_SELECTED PASSAGE_:
The Science of Dehydrated Onions and Garlic
Dehydrated onions and garlic are highly underappreciated. Making dehydrated onion and garlic powders involves removing all moisture from these alliums, leaving behind a dry, highly concentrated version of onions and garlic.
Consumer food companies understand this trick very well and this is why lots of consumer savory items have onion and garlic powders in them, for example, the Maggi Masala. It is this dehydrated onion and garlic that gives those snacks and foods that addictive taste.
Why does garlic stick to our hands when chopping?
The sulfurous compounds in garlic get released when the garlic is chopped. These sulfur compounds react with the proteins in the skin of our hands, creating new compounds that make the chopped garlic stick to our hands. If you would like to avoid this happening, apply a little bit of oil to your hand before you get down to peeling and chopping garlic. The oil/fat will form a protective layer over your hands, preventing the interaction between the skin proteins and the sulfurous compounds in garlic.
What should you add first to the hot pan – onion or garlic?
Garlic has about 60% moisture whereas onions have about 89% moisture. Thus, garlic will burn quicker than onions would. This is why usually it is better to add onions first, then garlic to a hot pan.
How to make the best garlic butter?
The key to the best-tasting garlic butter is to layer the garlic flavor.
First, bake an entire bulb of garlic in the oven till its insides are brown and just liquefied. Squeeze out this liquified brown garlic and add it to soft butter.
Then add some dehydrated garlic powder to the mixture and mix.
As a final step, grate in some Parmesan cheese and top it off with your favorite herbs. Voila, this would be the best garlic butter you would have ever tasted.
How to make delicious chili and garlic-infused oil?
Heat some oil and pour it over chilies and chopped garlic. Let this sit for several hours. Done. The result is a very flavorful oil with all the fantastic flavor molecules of chilies and garlic. You can filter out this oil to remove the chili flakes and garlic or you can let them remain in the oil. Keeping them in usually works better, but either option makes a great delicious oil.

_EXERCISE SET_:
A) Copy the garlic butter passage from "The key to the" to "and garlic-infused oil?", switching "Parmesan" to "Pecorino".
B) Carry the piece on cooking with onions and garlic forward from its final sentence.

Referring expression grounding data:
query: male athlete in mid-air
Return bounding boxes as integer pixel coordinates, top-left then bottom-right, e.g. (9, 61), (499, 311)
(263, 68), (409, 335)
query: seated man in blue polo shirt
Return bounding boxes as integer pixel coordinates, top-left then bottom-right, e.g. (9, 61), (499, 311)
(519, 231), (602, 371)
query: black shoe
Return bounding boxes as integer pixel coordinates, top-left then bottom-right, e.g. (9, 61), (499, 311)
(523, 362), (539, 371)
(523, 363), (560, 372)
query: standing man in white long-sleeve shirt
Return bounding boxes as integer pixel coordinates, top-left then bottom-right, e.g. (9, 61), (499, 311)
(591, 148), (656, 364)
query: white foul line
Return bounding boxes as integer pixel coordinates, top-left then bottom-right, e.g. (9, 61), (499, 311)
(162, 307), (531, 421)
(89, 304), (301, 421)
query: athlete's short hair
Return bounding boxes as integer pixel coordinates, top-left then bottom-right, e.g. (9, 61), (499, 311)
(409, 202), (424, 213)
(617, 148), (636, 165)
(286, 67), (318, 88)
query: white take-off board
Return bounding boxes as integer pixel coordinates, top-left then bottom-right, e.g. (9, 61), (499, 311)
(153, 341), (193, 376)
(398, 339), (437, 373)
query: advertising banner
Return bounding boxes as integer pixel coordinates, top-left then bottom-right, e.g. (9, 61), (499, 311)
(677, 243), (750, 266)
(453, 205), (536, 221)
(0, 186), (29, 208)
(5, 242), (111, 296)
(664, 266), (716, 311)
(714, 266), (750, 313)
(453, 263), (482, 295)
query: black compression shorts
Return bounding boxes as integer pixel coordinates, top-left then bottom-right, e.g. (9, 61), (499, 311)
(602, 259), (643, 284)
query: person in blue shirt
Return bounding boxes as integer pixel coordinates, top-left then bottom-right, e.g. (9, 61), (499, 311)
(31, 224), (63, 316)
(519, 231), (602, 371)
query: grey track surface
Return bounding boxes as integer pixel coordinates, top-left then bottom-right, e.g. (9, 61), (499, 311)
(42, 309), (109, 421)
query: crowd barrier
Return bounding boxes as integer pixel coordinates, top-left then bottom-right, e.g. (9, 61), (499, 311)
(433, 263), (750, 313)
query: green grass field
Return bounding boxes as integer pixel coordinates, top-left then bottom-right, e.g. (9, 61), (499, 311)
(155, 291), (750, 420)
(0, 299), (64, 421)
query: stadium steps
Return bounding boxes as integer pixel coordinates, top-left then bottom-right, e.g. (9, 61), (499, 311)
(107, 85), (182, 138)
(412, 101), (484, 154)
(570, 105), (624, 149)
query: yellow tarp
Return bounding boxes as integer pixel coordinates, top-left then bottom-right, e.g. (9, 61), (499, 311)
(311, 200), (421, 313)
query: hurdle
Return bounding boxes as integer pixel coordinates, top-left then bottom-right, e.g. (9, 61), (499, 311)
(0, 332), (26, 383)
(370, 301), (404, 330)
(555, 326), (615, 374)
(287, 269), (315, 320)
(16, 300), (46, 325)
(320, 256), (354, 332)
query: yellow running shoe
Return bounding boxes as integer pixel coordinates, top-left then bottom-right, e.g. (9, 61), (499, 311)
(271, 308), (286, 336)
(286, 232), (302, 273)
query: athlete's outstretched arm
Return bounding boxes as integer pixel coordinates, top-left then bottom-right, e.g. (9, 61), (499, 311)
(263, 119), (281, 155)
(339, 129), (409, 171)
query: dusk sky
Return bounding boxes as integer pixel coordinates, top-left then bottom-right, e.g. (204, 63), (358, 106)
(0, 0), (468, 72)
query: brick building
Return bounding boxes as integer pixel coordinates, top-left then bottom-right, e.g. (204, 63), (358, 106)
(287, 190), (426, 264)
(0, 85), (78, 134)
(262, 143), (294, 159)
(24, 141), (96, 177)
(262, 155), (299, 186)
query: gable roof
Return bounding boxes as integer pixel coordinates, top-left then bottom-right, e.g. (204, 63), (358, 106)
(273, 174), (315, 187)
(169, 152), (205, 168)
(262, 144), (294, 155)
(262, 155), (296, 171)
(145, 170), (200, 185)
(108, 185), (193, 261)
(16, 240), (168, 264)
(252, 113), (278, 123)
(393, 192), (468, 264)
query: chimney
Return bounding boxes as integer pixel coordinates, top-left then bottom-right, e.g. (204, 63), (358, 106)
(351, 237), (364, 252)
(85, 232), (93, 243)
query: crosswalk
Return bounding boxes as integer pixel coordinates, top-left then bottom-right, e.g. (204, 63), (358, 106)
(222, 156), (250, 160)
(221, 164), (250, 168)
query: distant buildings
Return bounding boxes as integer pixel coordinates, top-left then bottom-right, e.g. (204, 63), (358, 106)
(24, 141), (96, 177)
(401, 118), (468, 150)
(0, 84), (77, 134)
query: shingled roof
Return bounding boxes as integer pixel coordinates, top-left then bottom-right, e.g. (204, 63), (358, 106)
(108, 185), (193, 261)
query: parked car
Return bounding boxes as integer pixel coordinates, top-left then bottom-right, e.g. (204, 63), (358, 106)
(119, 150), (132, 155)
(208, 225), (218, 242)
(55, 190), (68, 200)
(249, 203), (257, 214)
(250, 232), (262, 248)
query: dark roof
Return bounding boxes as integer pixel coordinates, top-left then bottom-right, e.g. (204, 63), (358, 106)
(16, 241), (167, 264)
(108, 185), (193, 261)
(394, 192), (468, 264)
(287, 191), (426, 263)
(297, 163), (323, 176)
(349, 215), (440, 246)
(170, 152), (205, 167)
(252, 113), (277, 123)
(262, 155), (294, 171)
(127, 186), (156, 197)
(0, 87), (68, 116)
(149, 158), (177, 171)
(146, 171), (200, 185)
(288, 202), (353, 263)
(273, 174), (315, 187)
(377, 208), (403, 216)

_ANSWERS BY ITEM NUMBER_:
A)
The key to the best-tasting garlic butter is to layer the garlic flavor.
First, bake an entire bulb of garlic in the oven till its insides are brown and just liquefied. Squeeze out this liquified brown garlic and add it to soft butter.
Then add some dehydrated garlic powder to the mixture and mix.
As a final step, grate in some Pecorino cheese and top it off with your favorite herbs. Voila, this would be the best garlic butter you would have ever tasted.
How to make delicious chili and garlic-infused oil?

B)
Always remember, that flavor molecules are usually fat-soluble and not water-soluble.
Is ginger-garlic paste good and safe to use?
Unfortunately, food is too nuanced for simplistic, straightforward good or bad judgments. So, is ginger-garlic paste safe to use? Sure. Is it ok to use? It is a matter of pure convenience and your flavor preference.
Alliums usually tend to lose flavor the longer they are exposed to air. Cutting or making a paste out of the alliums increases the exposed surface area manifold and lengthy exposure of such exposed alliums will destroy flavor much faster. So, a freshly made paste will taste better than the store-bought one, no doubt about that, since the latter will have the garlic peeled and made into a paste a considerable time ago. To preserve the freshness and flavor, preservatives are inadvertently added to the paste. While preservatives are safe to consume in tiny amounts and will slow down the reactions that destroy the flavor, in the case of ginger-garlic paste or garlic paste, they add a typical sour taste which many may not quite appreciate.
So, if you are in a rush and making a last-minute paste is not a feasible option or you just realized you are out of garlic in your pantry but have a packet of ginger-garlic paste in your refrigerator, go ahead and use it if you would like to.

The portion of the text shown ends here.